TASK REQUIREMENTS: In the copy, include no pictures, but reproduce every record exactly.
● ● ●
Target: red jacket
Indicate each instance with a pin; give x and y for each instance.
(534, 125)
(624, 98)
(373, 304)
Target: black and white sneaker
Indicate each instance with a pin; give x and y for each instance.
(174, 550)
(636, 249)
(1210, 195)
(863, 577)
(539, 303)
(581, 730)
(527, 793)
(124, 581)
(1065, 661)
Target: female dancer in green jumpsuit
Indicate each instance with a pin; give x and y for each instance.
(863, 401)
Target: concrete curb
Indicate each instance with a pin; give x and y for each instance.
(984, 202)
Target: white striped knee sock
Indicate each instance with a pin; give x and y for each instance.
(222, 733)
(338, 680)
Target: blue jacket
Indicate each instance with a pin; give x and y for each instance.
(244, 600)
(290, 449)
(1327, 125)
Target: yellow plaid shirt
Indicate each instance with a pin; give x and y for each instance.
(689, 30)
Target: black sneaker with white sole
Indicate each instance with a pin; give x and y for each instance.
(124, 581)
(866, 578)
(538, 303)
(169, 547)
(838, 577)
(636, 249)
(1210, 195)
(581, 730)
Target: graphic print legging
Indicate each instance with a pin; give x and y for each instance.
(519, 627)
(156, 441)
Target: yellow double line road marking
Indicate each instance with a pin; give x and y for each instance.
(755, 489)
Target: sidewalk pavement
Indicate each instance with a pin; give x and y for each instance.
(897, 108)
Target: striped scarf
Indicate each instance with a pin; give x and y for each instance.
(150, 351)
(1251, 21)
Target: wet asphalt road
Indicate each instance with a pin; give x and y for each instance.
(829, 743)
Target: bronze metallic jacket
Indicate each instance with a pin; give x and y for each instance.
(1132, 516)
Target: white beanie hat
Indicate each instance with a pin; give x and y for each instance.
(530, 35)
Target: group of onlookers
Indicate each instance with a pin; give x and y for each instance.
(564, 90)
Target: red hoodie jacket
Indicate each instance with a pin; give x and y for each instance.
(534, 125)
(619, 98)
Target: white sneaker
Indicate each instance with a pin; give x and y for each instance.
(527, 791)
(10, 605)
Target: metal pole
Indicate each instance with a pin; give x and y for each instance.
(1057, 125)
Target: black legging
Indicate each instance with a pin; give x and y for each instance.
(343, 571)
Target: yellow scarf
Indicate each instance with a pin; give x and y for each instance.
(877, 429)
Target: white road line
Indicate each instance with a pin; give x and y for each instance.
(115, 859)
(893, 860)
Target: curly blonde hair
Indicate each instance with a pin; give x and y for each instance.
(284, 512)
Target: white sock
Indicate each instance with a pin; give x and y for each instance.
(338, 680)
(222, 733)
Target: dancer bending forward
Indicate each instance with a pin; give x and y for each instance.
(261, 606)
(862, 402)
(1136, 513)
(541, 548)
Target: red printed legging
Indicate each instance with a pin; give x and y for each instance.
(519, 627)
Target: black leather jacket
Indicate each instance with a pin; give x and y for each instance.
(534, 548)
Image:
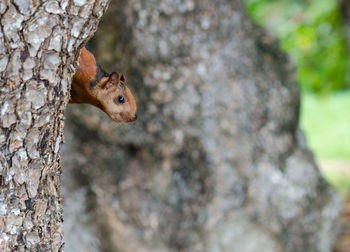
● ● ●
ANSWER:
Target: red jacket
Indicate each instance with a pin; give x and y for each instance.
(534, 125)
(624, 98)
(373, 304)
Target: black and white sneaker
Indicate each instance with a pin; give x and y for each instance.
(174, 550)
(636, 249)
(1210, 195)
(863, 577)
(539, 303)
(581, 730)
(527, 793)
(124, 581)
(1065, 661)
Target: female dancer in green jumpsuit
Indicate each instance with a pin; give x and y for each instance.
(863, 401)
Target: concrete curb
Indicate each instance with a pin; give x and y for each instance.
(984, 202)
Target: white striped knee sock
Indicate each instance with a pin; give x and y for each instance.
(222, 733)
(338, 680)
Target: blue jacket
Indicate each instance with a pin; give x and y for each instance.
(244, 600)
(290, 449)
(1327, 125)
Target: yellow plaid shirt
Indicate each instance with a pin; give x and y for each instance.
(689, 30)
Target: black sneaker with white sole
Indicate each instance with a pin; give x and y for each instance.
(124, 581)
(866, 578)
(538, 303)
(169, 547)
(838, 577)
(636, 249)
(1210, 195)
(581, 730)
Target: graphic print legging
Indicate each instance with a pin; give x and y for each instance.
(519, 627)
(156, 441)
Target: yellow double line road marking
Indicate each instance with a pin; give x and y for each instance.
(755, 489)
Target: sidewalk pavement
Indicate each instance with a pin; give x and y for each instance.
(897, 108)
Target: striped scarf
Indicate each instance with a pin; give x and y for each instance.
(150, 351)
(1251, 21)
Target: wet asphalt road
Indicate each instance with a pin; give x and y for each instance.
(829, 743)
Target: bronze metallic jacket
Indicate each instance with a pin; give x and y for each instance.
(1132, 516)
Target: white beanie hat
Indicate each instance with a pin; give x and y for each instance.
(530, 35)
Target: group of onlookers
Indicate each instance with a pin; give x and y for each instance.
(564, 90)
Target: red hoodie jacket
Indicate each instance with a pin; give x and y for each instance.
(534, 125)
(619, 98)
Target: white sneaker
Indicate each instance with a pin; give x and y for each instance.
(527, 791)
(10, 605)
Target: metal pole
Indicate each instance with a pin; give x and y for each instance.
(1057, 125)
Target: black legging
Indicate each instance with a pin; give x and y for each instance.
(343, 571)
Target: yellow scarf
Indicate each instance with a pin; give x and y for each instance.
(877, 429)
Target: white road line
Indicate each instance with a pin; give x and y for each instance.
(115, 859)
(893, 860)
Target: curly blonde hair
Indicate each instance with a pin; give x and y for each instance.
(284, 512)
Target: white sock
Indicate each instance with a pin; give x and y for each instance.
(338, 680)
(222, 733)
Target: dancer bending forward
Indicate each instance with a pin; give x and y for each instance.
(261, 606)
(862, 402)
(1136, 513)
(541, 548)
Target: red printed legging
Indicate each instance with a pin; give x and y for each instance.
(519, 627)
Target: black leather jacket
Indicate each instance with a pin; give x and y for each instance.
(534, 548)
Image:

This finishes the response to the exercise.